▶ **AIM OF THE EXERCISE**: Print every line of the data below, reproducing each one without change.

(Source data)
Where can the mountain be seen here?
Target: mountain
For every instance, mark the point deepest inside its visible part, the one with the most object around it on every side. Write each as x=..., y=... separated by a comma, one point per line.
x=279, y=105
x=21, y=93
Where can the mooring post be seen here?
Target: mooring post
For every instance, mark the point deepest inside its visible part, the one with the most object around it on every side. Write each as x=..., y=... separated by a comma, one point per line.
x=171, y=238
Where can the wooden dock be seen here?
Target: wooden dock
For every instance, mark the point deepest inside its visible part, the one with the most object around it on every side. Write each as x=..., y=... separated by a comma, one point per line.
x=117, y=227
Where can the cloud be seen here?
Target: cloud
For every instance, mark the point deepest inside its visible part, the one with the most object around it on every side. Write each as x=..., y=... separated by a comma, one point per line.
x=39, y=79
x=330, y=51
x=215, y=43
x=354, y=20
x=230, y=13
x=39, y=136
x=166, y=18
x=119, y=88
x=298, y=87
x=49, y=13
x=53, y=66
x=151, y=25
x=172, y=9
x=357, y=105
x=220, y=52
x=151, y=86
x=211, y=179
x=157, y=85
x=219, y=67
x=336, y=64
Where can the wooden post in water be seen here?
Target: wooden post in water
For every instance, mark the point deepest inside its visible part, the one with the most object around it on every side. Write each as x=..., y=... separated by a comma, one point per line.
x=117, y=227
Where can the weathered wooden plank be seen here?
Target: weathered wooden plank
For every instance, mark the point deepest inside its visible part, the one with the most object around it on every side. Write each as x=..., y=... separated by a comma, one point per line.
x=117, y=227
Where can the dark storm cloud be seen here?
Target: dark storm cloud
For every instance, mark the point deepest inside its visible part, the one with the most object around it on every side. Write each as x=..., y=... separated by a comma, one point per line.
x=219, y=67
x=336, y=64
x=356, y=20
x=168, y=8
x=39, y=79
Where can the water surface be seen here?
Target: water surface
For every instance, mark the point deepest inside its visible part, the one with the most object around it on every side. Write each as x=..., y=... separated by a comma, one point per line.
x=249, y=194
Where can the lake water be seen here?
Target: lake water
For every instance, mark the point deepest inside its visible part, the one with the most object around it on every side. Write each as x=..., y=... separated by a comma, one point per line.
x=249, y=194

▶ **TASK OUTPUT**:
Where can the mountain be seen here?
Target: mountain
For every instance, mark the point deepest inside its visible part, the one with the most object around it on every side. Write each as x=..., y=... separated by a comma, one point per line.
x=279, y=105
x=21, y=93
Where can the mooring post be seen here?
Target: mooring post
For every instance, mark the point deepest inside its visible part, the one with the most object around it on every side. Write each as x=..., y=... separated by a comma, one point per line.
x=171, y=238
Where can the wooden dock be seen here?
Target: wooden dock
For every instance, mark the point deepest inside its visible part, the one with the most object around it on every side. Write each as x=..., y=... separated by a comma, one point per line.
x=117, y=227
Where can the cloud be seen here?
Target: cloud
For every instance, mark the point deepest inside its visible part, the one with the most object around it on every side. Write each as x=..., y=... separated by a comma, one point per line.
x=39, y=79
x=330, y=51
x=215, y=43
x=354, y=20
x=230, y=13
x=39, y=136
x=166, y=18
x=119, y=88
x=298, y=87
x=49, y=13
x=53, y=66
x=151, y=25
x=172, y=9
x=357, y=105
x=220, y=52
x=151, y=86
x=211, y=179
x=157, y=85
x=219, y=67
x=336, y=64
Where can the wooden post in water be seen here?
Target: wooden post in water
For every instance, mark the point deepest inside its visible part, the one with the most object around it on every side. Write each as x=..., y=... separated by a comma, one point per line.
x=117, y=227
Where can the weathered wooden plank be seen here?
Target: weathered wooden plank
For every instance, mark the point deepest inside its visible part, the one with the most object around it on every side. Write each as x=..., y=... separated by a comma, one point per line.
x=117, y=227
Where can the dark storm cloud be seen here?
Target: dark storm cloud
For every instance, mark the point deepest inside its visible part, the one with the most object around it on every side. Write each as x=..., y=... separated by a comma, one point per line.
x=219, y=67
x=336, y=64
x=356, y=20
x=168, y=8
x=39, y=79
Where can the water surface be seen here?
Target: water surface
For every instance, mark the point deepest inside its visible part, the one with the most object around it on every side. Write each as x=..., y=... separated by a comma, one point per line.
x=249, y=194
Where can the lake water be seen here?
Target: lake water
For every instance, mark the point deepest inside its visible part, the one with the most object around it on every side. Write each as x=..., y=... separated by a comma, one point per line.
x=249, y=194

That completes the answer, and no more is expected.